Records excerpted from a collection
================================

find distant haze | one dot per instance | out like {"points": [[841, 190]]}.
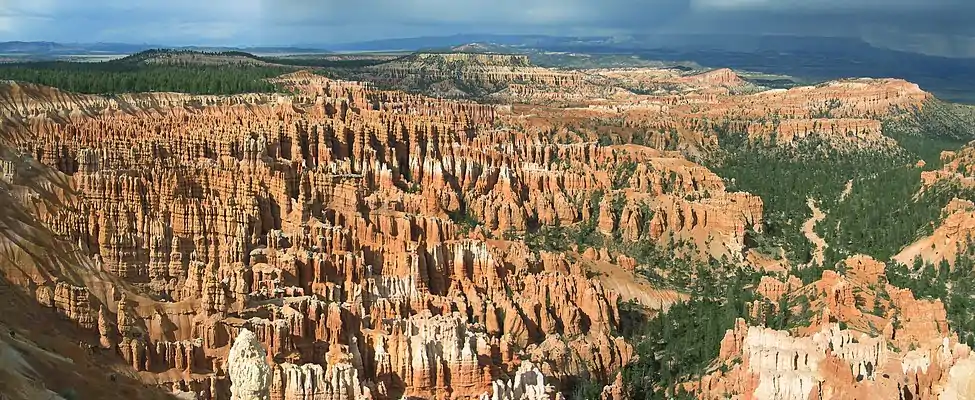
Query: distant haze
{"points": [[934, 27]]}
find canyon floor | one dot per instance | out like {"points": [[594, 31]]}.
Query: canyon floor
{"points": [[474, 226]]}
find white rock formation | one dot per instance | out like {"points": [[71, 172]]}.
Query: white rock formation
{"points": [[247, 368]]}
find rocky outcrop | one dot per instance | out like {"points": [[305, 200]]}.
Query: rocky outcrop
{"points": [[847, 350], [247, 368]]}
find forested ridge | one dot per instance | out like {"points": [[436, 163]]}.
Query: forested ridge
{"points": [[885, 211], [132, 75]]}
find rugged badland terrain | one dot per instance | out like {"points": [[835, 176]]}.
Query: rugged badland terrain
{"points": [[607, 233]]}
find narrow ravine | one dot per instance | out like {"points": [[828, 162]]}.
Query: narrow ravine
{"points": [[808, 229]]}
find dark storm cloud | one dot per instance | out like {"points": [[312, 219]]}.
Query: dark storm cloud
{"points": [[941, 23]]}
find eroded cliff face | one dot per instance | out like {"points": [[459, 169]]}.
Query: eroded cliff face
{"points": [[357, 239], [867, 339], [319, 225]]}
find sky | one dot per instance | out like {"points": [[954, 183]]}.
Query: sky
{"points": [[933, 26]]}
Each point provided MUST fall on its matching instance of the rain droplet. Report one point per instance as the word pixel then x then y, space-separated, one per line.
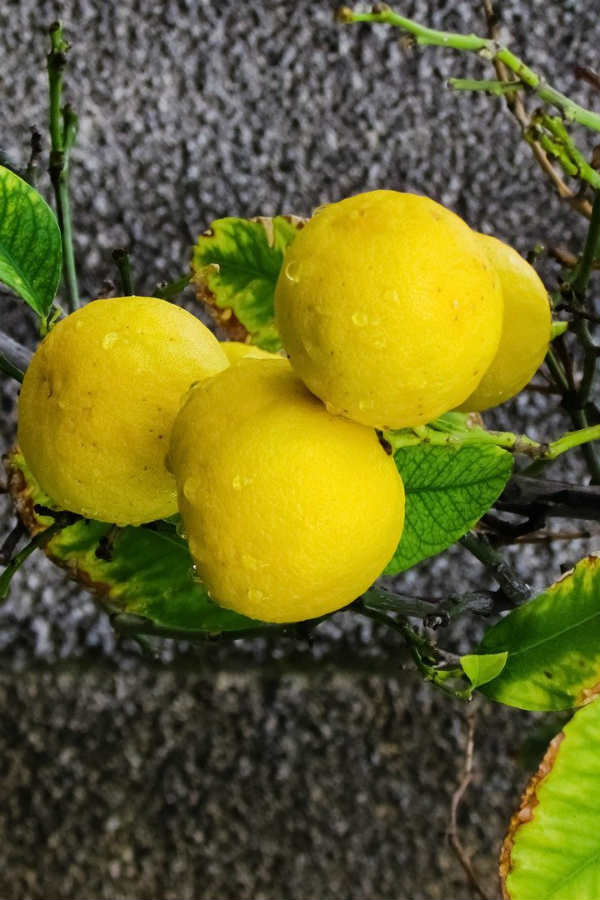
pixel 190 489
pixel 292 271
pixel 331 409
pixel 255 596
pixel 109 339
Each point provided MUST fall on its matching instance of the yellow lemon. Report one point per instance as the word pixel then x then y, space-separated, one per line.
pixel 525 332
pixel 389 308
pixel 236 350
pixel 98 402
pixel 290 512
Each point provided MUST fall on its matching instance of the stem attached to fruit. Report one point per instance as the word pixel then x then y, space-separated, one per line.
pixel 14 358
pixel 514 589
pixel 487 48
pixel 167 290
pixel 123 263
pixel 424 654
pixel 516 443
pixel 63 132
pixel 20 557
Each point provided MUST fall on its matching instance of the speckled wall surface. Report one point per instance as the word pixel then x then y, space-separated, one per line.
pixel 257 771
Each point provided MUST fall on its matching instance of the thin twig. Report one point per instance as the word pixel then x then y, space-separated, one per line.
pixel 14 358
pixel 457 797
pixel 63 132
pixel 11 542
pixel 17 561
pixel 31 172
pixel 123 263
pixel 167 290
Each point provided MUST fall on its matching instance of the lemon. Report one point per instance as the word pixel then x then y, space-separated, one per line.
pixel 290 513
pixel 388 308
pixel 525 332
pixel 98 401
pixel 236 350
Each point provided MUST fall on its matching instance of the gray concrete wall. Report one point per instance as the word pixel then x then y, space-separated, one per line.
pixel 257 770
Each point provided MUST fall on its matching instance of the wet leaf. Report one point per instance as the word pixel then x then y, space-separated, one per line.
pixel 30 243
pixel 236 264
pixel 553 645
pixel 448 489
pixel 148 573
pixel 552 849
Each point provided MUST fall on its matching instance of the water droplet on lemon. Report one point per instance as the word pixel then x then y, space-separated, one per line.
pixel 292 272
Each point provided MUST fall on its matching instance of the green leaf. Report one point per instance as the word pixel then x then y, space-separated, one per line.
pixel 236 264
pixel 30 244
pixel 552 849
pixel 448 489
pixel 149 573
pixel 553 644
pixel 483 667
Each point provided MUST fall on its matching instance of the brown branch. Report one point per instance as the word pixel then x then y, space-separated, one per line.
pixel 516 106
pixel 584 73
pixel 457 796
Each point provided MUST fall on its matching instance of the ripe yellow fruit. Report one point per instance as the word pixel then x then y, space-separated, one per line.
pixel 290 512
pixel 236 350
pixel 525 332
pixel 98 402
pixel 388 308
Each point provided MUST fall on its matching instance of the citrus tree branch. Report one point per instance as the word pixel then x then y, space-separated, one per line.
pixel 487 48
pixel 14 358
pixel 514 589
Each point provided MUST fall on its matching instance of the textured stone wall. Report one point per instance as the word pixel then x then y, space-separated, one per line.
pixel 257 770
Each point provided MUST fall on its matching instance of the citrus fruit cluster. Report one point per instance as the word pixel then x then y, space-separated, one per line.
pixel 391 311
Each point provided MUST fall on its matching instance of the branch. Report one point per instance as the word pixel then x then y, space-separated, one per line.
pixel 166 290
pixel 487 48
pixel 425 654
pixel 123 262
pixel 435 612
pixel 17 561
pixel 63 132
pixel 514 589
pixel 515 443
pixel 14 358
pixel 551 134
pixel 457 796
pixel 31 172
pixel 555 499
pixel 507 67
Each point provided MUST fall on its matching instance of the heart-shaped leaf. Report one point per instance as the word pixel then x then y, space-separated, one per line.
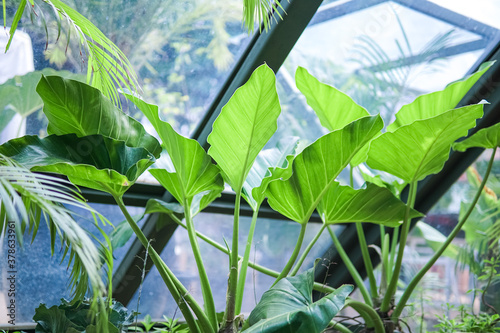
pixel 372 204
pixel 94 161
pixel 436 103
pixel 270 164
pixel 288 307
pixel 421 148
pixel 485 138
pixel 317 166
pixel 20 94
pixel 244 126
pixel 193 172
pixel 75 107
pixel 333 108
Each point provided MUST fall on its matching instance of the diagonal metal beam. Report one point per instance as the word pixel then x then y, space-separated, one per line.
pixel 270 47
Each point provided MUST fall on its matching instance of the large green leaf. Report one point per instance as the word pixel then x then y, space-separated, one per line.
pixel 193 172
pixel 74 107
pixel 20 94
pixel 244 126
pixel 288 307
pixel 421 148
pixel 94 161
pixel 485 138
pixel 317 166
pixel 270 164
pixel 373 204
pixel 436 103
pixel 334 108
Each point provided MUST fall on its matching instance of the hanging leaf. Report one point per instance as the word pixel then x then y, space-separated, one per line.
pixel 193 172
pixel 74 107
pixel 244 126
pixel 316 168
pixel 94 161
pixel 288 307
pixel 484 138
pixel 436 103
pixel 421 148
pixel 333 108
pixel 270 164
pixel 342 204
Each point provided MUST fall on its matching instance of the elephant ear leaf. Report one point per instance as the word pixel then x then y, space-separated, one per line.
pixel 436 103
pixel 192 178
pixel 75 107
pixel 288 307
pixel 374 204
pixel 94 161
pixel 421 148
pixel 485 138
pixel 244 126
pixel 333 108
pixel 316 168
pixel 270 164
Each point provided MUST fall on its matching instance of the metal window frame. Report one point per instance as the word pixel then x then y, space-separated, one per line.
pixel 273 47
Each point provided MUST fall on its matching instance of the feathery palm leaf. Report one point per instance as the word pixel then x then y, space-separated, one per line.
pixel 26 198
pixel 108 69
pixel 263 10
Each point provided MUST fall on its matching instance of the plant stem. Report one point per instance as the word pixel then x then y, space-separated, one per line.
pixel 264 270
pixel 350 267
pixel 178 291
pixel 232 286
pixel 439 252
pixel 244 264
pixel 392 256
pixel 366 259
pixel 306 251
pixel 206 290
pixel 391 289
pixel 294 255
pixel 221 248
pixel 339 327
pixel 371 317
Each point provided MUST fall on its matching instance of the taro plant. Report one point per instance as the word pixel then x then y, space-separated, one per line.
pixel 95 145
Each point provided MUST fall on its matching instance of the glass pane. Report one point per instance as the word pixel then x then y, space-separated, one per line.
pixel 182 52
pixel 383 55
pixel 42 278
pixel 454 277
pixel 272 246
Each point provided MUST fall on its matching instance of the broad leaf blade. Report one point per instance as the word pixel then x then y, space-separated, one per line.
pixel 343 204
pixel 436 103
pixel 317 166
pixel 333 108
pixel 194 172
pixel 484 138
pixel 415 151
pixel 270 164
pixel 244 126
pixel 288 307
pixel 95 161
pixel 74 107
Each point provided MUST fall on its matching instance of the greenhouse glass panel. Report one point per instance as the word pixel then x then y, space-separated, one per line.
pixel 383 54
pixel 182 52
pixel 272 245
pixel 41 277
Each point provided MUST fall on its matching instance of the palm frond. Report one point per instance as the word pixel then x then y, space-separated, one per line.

================================

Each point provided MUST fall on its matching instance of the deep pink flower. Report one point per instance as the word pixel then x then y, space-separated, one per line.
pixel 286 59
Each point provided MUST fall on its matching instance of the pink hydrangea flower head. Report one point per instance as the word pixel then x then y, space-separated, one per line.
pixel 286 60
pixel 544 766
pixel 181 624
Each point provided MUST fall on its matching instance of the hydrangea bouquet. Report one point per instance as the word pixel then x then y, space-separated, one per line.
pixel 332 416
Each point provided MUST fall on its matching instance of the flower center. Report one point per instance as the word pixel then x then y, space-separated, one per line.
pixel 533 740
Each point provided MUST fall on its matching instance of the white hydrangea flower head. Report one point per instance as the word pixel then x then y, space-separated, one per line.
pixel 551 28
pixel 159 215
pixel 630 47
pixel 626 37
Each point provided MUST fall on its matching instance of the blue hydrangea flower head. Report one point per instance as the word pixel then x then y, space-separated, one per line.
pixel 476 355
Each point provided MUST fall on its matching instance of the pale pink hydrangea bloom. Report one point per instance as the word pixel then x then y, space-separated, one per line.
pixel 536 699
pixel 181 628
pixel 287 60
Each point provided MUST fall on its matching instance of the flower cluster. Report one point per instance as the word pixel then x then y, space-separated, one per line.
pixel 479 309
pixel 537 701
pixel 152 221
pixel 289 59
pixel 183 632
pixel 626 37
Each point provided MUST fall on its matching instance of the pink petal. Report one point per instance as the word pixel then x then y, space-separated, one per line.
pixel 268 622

================================

Aim of the exercise.
Search the data above for "like" and copy every line where it turns up.

Your solution.
find distant haze | one dot per instance | out like {"points": [[841, 190]]}.
find canyon floor | one dot per instance | out like {"points": [[594, 31]]}.
find white rock formation | one dot per instance | out like {"points": [[71, 172]]}.
find rocky outcrop | one dot per instance | out like {"points": [[305, 200]]}.
find forested ridge | one dot per instance | out like {"points": [[436, 163]]}.
find rugged badland terrain | one dot per instance | out like {"points": [[835, 176]]}.
find narrow ravine | one dot per instance | out like {"points": [[828, 162]]}.
find dark storm cloud | one dot per instance | out like {"points": [[312, 219]]}.
find eroded cliff face | one dot per instance | out like {"points": [[459, 169]]}.
find sky | one dot per instance | out like {"points": [[954, 183]]}.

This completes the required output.